[Dataset entries]
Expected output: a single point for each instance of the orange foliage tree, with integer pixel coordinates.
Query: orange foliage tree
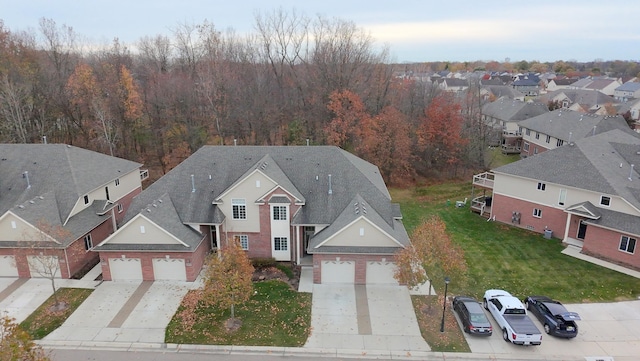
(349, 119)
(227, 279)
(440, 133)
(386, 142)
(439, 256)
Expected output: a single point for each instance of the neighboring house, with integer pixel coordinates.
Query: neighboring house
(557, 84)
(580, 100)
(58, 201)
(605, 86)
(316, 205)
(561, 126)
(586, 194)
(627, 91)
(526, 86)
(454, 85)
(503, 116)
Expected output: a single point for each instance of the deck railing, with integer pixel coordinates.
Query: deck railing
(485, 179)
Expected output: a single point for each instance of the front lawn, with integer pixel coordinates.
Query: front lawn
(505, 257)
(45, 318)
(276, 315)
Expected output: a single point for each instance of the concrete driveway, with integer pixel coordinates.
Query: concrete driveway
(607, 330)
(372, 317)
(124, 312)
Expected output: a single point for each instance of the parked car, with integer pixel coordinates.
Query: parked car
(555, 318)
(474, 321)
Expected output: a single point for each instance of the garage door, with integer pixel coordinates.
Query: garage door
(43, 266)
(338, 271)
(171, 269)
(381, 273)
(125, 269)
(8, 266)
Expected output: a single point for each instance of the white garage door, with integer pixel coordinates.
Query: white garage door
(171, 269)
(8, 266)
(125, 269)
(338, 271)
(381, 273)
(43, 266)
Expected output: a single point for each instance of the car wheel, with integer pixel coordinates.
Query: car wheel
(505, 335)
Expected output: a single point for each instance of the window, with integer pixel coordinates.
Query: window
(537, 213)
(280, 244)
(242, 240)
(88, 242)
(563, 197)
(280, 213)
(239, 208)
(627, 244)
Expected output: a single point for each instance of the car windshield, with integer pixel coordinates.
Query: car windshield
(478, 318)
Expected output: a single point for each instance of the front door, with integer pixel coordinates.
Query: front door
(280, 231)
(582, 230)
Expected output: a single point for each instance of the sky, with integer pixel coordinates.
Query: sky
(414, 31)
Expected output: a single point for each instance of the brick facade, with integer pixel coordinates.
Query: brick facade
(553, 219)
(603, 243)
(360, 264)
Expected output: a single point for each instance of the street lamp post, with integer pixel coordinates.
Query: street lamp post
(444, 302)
...
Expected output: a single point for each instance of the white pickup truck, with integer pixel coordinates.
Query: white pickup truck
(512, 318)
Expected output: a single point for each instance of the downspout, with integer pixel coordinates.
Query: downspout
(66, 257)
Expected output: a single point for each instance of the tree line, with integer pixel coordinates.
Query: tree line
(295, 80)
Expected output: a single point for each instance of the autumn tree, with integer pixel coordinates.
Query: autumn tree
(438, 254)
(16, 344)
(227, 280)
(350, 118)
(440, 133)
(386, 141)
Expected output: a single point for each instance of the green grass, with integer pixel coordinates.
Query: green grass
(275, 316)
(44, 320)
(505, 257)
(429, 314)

Directions |
Using the records above, restate word for word the lines from the one with "wheel, with integer pixel coordinates." through the one with "window, with integer pixel coordinates.", both included.

Final answer |
Expected output: a single point for each instance of the car wheel, with integer pixel coordinates.
Query: car wheel
(505, 335)
Expected output: a single point for each instance of the window, with integer pixel coordinates.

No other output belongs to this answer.